[Document passage]:
START

Twist with Bobby Darin is an album by American singer Bobby Darin, released in 1961. It reached number 48 on the Billboard 200 and remained there for 31 weeks.

Five of the songs were previously released the year before on For Teenagers Only and the first six were written by Darin himself.

Reception

In his Allmusic review, critic JT Griffith wrote "The dance album is a collection of rock songs, all of which have backbeat suitable for, obviously, twisting... Twist with Bobby Darin was something of a stop-gap album."

END

[Exercise task 1]: In the passage on Twist with Bobby Darin, what position did the album reach on the Billboard 200?
[Exercise task 2]: Rewrite the stretch of the passage on Twist with Bobby Darin from "Twist with Bobby Darin is" through "for 31 weeks.", replacing "singer" with "vocalist".

[Record list]:
START

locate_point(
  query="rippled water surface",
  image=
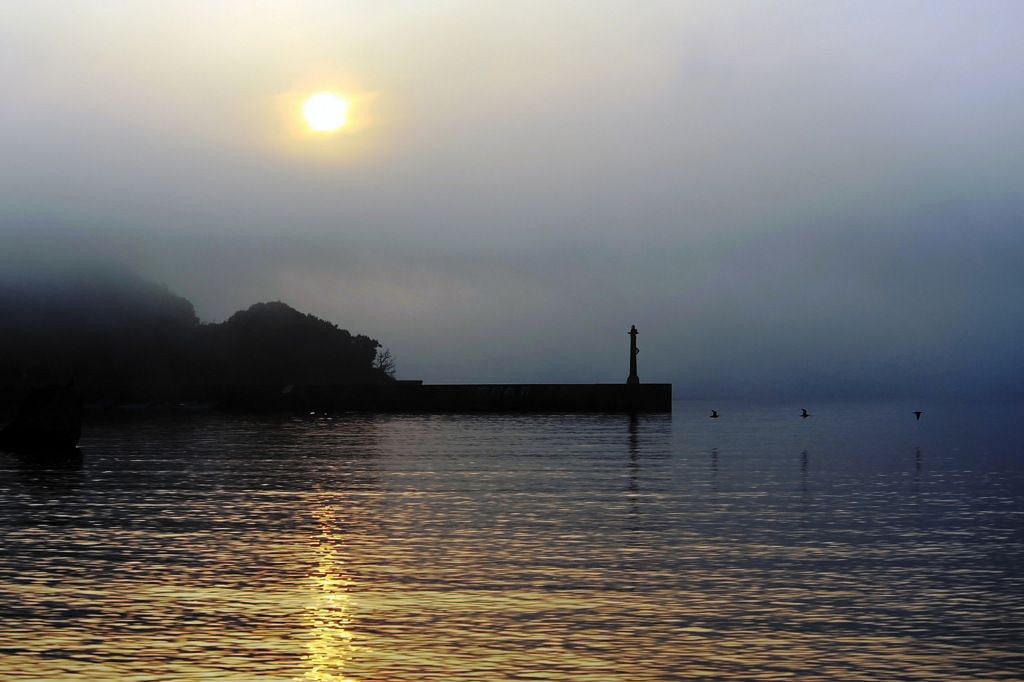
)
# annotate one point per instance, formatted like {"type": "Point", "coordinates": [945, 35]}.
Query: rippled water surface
{"type": "Point", "coordinates": [856, 544]}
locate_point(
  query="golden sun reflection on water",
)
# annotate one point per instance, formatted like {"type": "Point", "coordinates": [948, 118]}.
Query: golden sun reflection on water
{"type": "Point", "coordinates": [329, 615]}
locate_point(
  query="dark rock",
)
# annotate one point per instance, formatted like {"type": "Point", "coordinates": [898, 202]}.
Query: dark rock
{"type": "Point", "coordinates": [48, 422]}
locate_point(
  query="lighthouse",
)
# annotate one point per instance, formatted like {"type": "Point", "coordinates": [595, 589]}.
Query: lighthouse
{"type": "Point", "coordinates": [634, 379]}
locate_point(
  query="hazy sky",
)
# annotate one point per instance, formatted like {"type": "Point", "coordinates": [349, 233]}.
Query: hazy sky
{"type": "Point", "coordinates": [785, 198]}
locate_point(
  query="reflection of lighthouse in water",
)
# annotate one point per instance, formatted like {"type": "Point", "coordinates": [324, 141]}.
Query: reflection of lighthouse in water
{"type": "Point", "coordinates": [634, 379]}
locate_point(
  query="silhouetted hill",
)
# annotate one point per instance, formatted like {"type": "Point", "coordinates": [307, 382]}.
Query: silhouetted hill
{"type": "Point", "coordinates": [273, 343]}
{"type": "Point", "coordinates": [115, 333]}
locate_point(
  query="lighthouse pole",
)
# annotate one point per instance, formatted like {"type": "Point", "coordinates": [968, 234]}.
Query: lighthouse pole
{"type": "Point", "coordinates": [634, 379]}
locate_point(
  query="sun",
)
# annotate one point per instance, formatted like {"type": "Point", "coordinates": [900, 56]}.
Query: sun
{"type": "Point", "coordinates": [325, 112]}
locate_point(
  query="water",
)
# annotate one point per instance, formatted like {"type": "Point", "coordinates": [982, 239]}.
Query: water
{"type": "Point", "coordinates": [856, 544]}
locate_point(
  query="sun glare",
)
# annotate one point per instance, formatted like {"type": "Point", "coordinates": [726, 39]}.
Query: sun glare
{"type": "Point", "coordinates": [325, 112]}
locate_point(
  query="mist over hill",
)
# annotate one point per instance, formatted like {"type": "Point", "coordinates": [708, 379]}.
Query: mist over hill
{"type": "Point", "coordinates": [112, 332]}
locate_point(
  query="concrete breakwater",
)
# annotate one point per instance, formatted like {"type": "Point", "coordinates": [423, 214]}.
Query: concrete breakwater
{"type": "Point", "coordinates": [400, 396]}
{"type": "Point", "coordinates": [414, 396]}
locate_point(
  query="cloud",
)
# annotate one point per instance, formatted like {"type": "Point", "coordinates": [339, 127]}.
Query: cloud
{"type": "Point", "coordinates": [784, 198]}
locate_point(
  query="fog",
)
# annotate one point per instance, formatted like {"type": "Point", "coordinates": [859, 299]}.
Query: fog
{"type": "Point", "coordinates": [794, 199]}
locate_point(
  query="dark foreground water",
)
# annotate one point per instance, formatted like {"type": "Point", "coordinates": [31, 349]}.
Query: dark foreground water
{"type": "Point", "coordinates": [857, 544]}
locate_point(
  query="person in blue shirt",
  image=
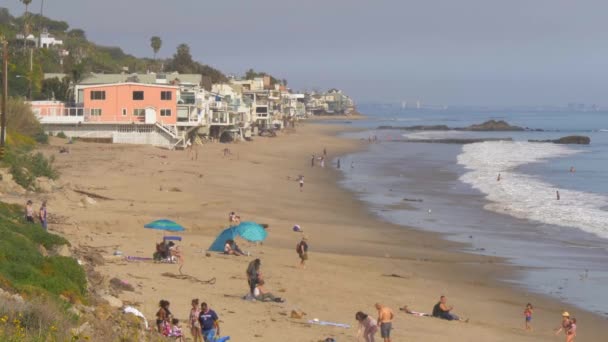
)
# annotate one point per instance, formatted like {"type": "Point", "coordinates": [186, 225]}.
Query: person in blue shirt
{"type": "Point", "coordinates": [209, 323]}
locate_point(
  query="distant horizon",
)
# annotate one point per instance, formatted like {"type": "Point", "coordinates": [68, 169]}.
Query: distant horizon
{"type": "Point", "coordinates": [472, 51]}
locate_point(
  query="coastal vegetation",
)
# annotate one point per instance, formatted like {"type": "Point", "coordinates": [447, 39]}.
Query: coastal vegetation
{"type": "Point", "coordinates": [78, 56]}
{"type": "Point", "coordinates": [25, 165]}
{"type": "Point", "coordinates": [37, 285]}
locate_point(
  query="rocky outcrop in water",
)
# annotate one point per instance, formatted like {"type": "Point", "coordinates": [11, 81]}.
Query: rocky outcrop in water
{"type": "Point", "coordinates": [571, 139]}
{"type": "Point", "coordinates": [492, 126]}
{"type": "Point", "coordinates": [459, 141]}
{"type": "Point", "coordinates": [488, 126]}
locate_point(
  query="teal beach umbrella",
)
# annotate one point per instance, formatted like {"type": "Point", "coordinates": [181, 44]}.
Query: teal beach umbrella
{"type": "Point", "coordinates": [251, 231]}
{"type": "Point", "coordinates": [166, 225]}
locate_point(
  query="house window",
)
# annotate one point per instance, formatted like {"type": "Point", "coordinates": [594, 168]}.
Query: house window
{"type": "Point", "coordinates": [165, 95]}
{"type": "Point", "coordinates": [139, 112]}
{"type": "Point", "coordinates": [138, 95]}
{"type": "Point", "coordinates": [98, 95]}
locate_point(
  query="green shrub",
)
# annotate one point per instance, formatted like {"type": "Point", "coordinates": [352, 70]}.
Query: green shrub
{"type": "Point", "coordinates": [41, 138]}
{"type": "Point", "coordinates": [25, 269]}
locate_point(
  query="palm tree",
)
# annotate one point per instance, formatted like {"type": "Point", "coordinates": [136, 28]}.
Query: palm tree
{"type": "Point", "coordinates": [155, 43]}
{"type": "Point", "coordinates": [25, 22]}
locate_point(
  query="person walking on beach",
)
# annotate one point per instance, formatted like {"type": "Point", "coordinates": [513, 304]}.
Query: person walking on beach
{"type": "Point", "coordinates": [163, 317]}
{"type": "Point", "coordinates": [385, 321]}
{"type": "Point", "coordinates": [42, 215]}
{"type": "Point", "coordinates": [528, 316]}
{"type": "Point", "coordinates": [565, 326]}
{"type": "Point", "coordinates": [29, 211]}
{"type": "Point", "coordinates": [193, 322]}
{"type": "Point", "coordinates": [209, 321]}
{"type": "Point", "coordinates": [253, 275]}
{"type": "Point", "coordinates": [302, 249]}
{"type": "Point", "coordinates": [367, 327]}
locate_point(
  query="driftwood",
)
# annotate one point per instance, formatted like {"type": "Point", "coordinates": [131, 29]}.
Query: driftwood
{"type": "Point", "coordinates": [93, 195]}
{"type": "Point", "coordinates": [189, 277]}
{"type": "Point", "coordinates": [394, 275]}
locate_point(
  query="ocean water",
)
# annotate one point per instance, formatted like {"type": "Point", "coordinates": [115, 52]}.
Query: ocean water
{"type": "Point", "coordinates": [561, 245]}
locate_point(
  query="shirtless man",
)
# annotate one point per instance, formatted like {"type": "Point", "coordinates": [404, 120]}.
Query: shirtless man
{"type": "Point", "coordinates": [385, 321]}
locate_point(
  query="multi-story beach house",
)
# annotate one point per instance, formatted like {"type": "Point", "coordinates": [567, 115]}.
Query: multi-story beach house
{"type": "Point", "coordinates": [160, 109]}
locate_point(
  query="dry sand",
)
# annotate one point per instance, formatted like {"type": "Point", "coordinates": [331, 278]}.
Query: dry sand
{"type": "Point", "coordinates": [350, 249]}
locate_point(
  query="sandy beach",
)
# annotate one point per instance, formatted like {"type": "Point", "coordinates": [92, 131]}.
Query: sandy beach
{"type": "Point", "coordinates": [351, 251]}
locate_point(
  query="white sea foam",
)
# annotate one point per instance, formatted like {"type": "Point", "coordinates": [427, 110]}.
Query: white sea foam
{"type": "Point", "coordinates": [526, 196]}
{"type": "Point", "coordinates": [424, 135]}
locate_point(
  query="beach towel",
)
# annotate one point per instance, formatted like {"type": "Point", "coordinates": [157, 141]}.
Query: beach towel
{"type": "Point", "coordinates": [136, 258]}
{"type": "Point", "coordinates": [132, 310]}
{"type": "Point", "coordinates": [331, 324]}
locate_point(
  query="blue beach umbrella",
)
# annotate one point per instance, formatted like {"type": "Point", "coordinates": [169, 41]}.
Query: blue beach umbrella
{"type": "Point", "coordinates": [166, 225]}
{"type": "Point", "coordinates": [251, 231]}
{"type": "Point", "coordinates": [220, 241]}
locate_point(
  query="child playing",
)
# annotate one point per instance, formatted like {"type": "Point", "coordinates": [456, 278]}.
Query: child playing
{"type": "Point", "coordinates": [571, 333]}
{"type": "Point", "coordinates": [176, 330]}
{"type": "Point", "coordinates": [528, 315]}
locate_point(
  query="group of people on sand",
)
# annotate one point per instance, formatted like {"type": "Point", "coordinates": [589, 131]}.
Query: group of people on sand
{"type": "Point", "coordinates": [42, 213]}
{"type": "Point", "coordinates": [368, 327]}
{"type": "Point", "coordinates": [203, 323]}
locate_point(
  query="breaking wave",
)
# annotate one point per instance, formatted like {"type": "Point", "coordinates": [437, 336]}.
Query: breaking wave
{"type": "Point", "coordinates": [528, 197]}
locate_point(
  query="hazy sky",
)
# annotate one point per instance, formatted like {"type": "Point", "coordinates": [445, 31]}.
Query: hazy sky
{"type": "Point", "coordinates": [479, 52]}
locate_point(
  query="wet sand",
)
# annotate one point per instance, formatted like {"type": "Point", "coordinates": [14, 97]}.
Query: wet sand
{"type": "Point", "coordinates": [351, 250]}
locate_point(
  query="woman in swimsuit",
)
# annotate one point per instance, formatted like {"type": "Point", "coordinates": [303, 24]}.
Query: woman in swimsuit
{"type": "Point", "coordinates": [163, 316]}
{"type": "Point", "coordinates": [367, 327]}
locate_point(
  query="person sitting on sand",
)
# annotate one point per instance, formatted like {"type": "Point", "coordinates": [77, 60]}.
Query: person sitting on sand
{"type": "Point", "coordinates": [231, 248]}
{"type": "Point", "coordinates": [367, 327]}
{"type": "Point", "coordinates": [565, 325]}
{"type": "Point", "coordinates": [176, 330]}
{"type": "Point", "coordinates": [209, 321]}
{"type": "Point", "coordinates": [263, 295]}
{"type": "Point", "coordinates": [385, 321]}
{"type": "Point", "coordinates": [410, 312]}
{"type": "Point", "coordinates": [443, 311]}
{"type": "Point", "coordinates": [163, 316]}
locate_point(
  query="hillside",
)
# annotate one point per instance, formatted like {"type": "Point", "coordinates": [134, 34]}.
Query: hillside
{"type": "Point", "coordinates": [76, 57]}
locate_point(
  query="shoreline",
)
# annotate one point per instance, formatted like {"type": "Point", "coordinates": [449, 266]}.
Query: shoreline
{"type": "Point", "coordinates": [327, 212]}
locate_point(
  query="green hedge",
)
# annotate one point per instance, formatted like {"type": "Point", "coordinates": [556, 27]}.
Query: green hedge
{"type": "Point", "coordinates": [23, 268]}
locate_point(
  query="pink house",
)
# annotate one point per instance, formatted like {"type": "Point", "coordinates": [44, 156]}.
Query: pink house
{"type": "Point", "coordinates": [129, 102]}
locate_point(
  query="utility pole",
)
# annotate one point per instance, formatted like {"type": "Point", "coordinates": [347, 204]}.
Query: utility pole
{"type": "Point", "coordinates": [4, 95]}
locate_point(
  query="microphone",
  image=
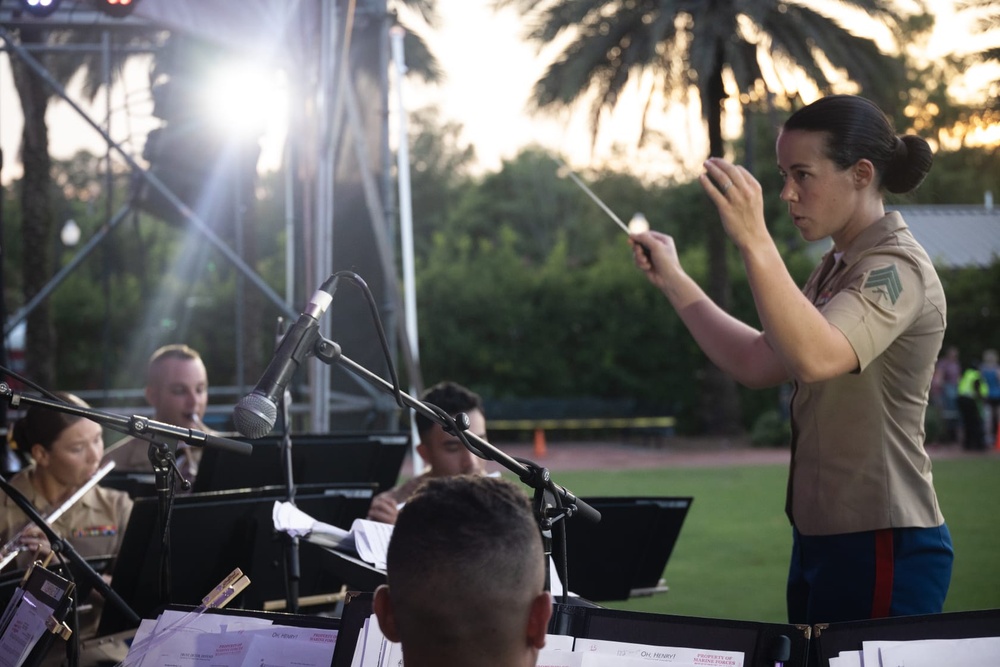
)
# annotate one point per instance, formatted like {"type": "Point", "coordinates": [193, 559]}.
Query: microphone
{"type": "Point", "coordinates": [255, 414]}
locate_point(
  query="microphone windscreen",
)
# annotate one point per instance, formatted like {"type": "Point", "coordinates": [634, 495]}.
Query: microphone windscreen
{"type": "Point", "coordinates": [254, 416]}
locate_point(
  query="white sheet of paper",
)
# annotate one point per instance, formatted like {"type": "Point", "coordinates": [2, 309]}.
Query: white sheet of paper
{"type": "Point", "coordinates": [290, 519]}
{"type": "Point", "coordinates": [559, 642]}
{"type": "Point", "coordinates": [847, 659]}
{"type": "Point", "coordinates": [553, 658]}
{"type": "Point", "coordinates": [970, 652]}
{"type": "Point", "coordinates": [371, 540]}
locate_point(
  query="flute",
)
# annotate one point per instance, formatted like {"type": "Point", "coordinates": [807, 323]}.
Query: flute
{"type": "Point", "coordinates": [12, 548]}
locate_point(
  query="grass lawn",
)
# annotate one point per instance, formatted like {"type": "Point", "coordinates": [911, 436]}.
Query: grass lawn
{"type": "Point", "coordinates": [732, 555]}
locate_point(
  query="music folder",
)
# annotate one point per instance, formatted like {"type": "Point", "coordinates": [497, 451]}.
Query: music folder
{"type": "Point", "coordinates": [35, 615]}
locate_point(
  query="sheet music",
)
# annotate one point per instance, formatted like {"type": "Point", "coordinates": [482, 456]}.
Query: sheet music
{"type": "Point", "coordinates": [311, 647]}
{"type": "Point", "coordinates": [26, 626]}
{"type": "Point", "coordinates": [665, 654]}
{"type": "Point", "coordinates": [173, 637]}
{"type": "Point", "coordinates": [221, 640]}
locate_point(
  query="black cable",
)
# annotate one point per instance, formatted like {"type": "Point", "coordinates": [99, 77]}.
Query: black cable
{"type": "Point", "coordinates": [363, 286]}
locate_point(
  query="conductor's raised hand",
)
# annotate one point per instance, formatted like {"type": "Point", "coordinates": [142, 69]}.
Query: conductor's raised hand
{"type": "Point", "coordinates": [656, 255]}
{"type": "Point", "coordinates": [738, 197]}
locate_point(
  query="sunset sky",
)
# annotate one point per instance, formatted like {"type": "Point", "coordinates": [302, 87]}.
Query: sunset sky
{"type": "Point", "coordinates": [490, 73]}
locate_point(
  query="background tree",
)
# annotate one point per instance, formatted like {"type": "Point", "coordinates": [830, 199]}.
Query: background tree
{"type": "Point", "coordinates": [691, 46]}
{"type": "Point", "coordinates": [987, 13]}
{"type": "Point", "coordinates": [37, 187]}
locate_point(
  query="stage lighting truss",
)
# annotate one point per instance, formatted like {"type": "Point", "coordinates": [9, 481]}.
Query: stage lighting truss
{"type": "Point", "coordinates": [40, 7]}
{"type": "Point", "coordinates": [116, 8]}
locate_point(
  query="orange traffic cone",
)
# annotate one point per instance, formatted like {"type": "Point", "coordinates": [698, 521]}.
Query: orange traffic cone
{"type": "Point", "coordinates": [540, 443]}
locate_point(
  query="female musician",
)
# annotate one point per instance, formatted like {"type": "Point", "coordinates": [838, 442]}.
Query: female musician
{"type": "Point", "coordinates": [66, 451]}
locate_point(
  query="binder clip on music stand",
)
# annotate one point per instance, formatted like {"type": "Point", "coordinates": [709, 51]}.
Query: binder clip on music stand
{"type": "Point", "coordinates": [256, 413]}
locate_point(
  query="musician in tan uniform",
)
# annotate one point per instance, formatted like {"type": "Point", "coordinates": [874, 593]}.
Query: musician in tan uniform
{"type": "Point", "coordinates": [66, 451]}
{"type": "Point", "coordinates": [859, 343]}
{"type": "Point", "coordinates": [177, 388]}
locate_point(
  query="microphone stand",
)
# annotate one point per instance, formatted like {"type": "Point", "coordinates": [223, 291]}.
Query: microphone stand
{"type": "Point", "coordinates": [537, 477]}
{"type": "Point", "coordinates": [161, 455]}
{"type": "Point", "coordinates": [293, 572]}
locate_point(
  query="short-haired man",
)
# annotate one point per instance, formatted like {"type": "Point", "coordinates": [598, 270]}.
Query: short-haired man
{"type": "Point", "coordinates": [443, 452]}
{"type": "Point", "coordinates": [466, 577]}
{"type": "Point", "coordinates": [177, 388]}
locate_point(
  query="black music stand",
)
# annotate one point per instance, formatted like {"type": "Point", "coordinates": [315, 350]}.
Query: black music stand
{"type": "Point", "coordinates": [625, 554]}
{"type": "Point", "coordinates": [316, 459]}
{"type": "Point", "coordinates": [213, 533]}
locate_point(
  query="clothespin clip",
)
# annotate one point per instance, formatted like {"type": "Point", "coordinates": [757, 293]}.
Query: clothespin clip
{"type": "Point", "coordinates": [227, 589]}
{"type": "Point", "coordinates": [58, 628]}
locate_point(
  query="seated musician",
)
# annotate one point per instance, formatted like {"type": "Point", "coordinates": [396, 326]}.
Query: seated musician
{"type": "Point", "coordinates": [443, 452]}
{"type": "Point", "coordinates": [66, 452]}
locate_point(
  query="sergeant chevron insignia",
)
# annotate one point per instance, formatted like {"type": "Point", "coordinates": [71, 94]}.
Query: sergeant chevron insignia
{"type": "Point", "coordinates": [883, 282]}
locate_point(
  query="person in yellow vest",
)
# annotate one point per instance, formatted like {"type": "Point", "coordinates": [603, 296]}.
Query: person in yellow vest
{"type": "Point", "coordinates": [972, 392]}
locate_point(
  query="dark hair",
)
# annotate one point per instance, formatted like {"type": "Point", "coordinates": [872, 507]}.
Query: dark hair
{"type": "Point", "coordinates": [463, 565]}
{"type": "Point", "coordinates": [464, 523]}
{"type": "Point", "coordinates": [450, 397]}
{"type": "Point", "coordinates": [858, 130]}
{"type": "Point", "coordinates": [41, 425]}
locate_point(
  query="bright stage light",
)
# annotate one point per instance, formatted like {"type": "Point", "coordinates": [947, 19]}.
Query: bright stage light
{"type": "Point", "coordinates": [243, 99]}
{"type": "Point", "coordinates": [40, 7]}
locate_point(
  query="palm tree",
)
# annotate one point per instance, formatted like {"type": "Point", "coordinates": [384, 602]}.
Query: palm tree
{"type": "Point", "coordinates": [690, 45]}
{"type": "Point", "coordinates": [36, 185]}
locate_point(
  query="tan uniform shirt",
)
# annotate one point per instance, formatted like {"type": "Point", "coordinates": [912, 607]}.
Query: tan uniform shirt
{"type": "Point", "coordinates": [858, 457]}
{"type": "Point", "coordinates": [93, 526]}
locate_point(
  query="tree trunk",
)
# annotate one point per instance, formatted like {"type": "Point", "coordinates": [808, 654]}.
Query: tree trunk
{"type": "Point", "coordinates": [720, 401]}
{"type": "Point", "coordinates": [36, 226]}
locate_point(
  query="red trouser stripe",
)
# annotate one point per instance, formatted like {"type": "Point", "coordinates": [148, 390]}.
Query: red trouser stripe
{"type": "Point", "coordinates": [882, 598]}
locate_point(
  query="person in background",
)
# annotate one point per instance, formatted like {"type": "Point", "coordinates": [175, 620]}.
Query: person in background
{"type": "Point", "coordinates": [944, 392]}
{"type": "Point", "coordinates": [66, 453]}
{"type": "Point", "coordinates": [465, 577]}
{"type": "Point", "coordinates": [859, 342]}
{"type": "Point", "coordinates": [177, 388]}
{"type": "Point", "coordinates": [972, 394]}
{"type": "Point", "coordinates": [443, 452]}
{"type": "Point", "coordinates": [990, 372]}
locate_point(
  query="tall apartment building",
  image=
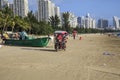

END

[Correct response 1]: Number 48

[Correct response 2]:
Twist with Bobby Darin is an album by American vocalist Bobby Darin, released in 1961. It reached number 48 on the Billboard 200 and remained there for 31 weeks.